**EXERCISE BRIEF:** Copy these records again, changing every "rough mask" to "coarse mask" and leaving everything else as it is.

**INPUT:**
BEGIN

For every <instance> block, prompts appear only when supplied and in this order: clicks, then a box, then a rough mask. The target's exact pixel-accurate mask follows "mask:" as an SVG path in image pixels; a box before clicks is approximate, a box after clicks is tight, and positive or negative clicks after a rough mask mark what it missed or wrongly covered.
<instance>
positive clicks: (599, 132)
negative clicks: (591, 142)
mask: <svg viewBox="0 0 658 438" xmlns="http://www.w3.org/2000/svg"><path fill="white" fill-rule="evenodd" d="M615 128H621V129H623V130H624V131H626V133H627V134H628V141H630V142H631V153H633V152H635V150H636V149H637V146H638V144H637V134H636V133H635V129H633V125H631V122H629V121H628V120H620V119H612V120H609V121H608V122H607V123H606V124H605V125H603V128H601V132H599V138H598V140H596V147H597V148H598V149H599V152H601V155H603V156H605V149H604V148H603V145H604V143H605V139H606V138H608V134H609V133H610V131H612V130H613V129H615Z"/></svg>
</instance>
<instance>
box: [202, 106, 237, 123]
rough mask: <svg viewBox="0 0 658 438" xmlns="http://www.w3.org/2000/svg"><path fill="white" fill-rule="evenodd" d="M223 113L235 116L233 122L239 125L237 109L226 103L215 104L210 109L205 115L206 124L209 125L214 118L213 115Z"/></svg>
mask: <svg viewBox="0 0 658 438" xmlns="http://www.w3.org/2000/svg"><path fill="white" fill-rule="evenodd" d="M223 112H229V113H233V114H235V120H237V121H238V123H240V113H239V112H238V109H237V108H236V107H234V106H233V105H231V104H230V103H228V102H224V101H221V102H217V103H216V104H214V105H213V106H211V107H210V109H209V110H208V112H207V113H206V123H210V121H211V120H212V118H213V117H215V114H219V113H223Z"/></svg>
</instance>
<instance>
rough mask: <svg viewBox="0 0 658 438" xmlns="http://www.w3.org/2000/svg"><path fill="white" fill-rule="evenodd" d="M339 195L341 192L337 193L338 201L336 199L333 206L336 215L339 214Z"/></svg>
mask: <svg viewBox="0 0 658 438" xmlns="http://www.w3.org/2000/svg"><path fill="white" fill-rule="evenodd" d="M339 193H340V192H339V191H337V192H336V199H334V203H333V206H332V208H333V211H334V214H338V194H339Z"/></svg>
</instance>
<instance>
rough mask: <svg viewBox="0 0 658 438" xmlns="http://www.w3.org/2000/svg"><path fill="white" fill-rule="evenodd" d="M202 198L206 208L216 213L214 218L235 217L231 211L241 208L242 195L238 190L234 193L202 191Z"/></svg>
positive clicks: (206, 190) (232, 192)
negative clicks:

END

**RESPONSE BOX:**
For every <instance> block, prompts appear only when supplied and in this order: clicks, then a box, then a coarse mask. The target's exact pixel-accurate mask follows "mask:" as an SVG path in image pixels; a box before clicks is approximate, a box after clicks is tight, and positive or negative clicks after a coarse mask mark what it missed or wrongly covered.
<instance>
positive clicks: (599, 132)
negative clicks: (591, 142)
mask: <svg viewBox="0 0 658 438" xmlns="http://www.w3.org/2000/svg"><path fill="white" fill-rule="evenodd" d="M615 128H621V129H623V130H624V131H626V133H627V134H628V141H630V142H631V153H633V152H635V150H636V149H637V146H638V144H637V134H636V133H635V129H633V125H631V122H629V121H628V120H620V119H612V120H609V121H608V122H607V123H606V124H605V125H603V128H601V132H599V138H598V140H596V147H597V148H598V149H599V152H601V155H603V156H605V149H604V148H603V145H604V143H605V139H606V138H608V134H609V133H610V131H612V130H613V129H615Z"/></svg>
</instance>
<instance>
box: [202, 106, 237, 123]
coarse mask: <svg viewBox="0 0 658 438" xmlns="http://www.w3.org/2000/svg"><path fill="white" fill-rule="evenodd" d="M223 113L235 116L233 122L239 125L237 109L226 103L215 104L210 109L205 115L206 124L209 125L214 118L213 115Z"/></svg>
mask: <svg viewBox="0 0 658 438" xmlns="http://www.w3.org/2000/svg"><path fill="white" fill-rule="evenodd" d="M223 112H229V113H233V114H235V120H237V121H238V123H240V113H239V112H238V109H237V108H236V107H234V106H233V105H231V104H230V103H228V102H224V101H221V102H217V103H216V104H214V105H213V106H211V107H210V109H209V110H208V112H207V113H206V123H210V121H211V120H212V118H213V117H215V114H219V113H223Z"/></svg>
</instance>
<instance>
coarse mask: <svg viewBox="0 0 658 438" xmlns="http://www.w3.org/2000/svg"><path fill="white" fill-rule="evenodd" d="M339 195L341 192L337 193L338 201L336 199L333 206L336 215L339 214Z"/></svg>
mask: <svg viewBox="0 0 658 438" xmlns="http://www.w3.org/2000/svg"><path fill="white" fill-rule="evenodd" d="M339 193H340V192H339V191H337V192H336V199H334V203H333V206H332V208H333V211H334V214H338V194H339Z"/></svg>
</instance>
<instance>
coarse mask: <svg viewBox="0 0 658 438" xmlns="http://www.w3.org/2000/svg"><path fill="white" fill-rule="evenodd" d="M202 198L206 208L216 213L214 218L235 217L231 211L241 208L242 195L238 190L234 193L202 191Z"/></svg>
positive clicks: (206, 190) (232, 192)
negative clicks:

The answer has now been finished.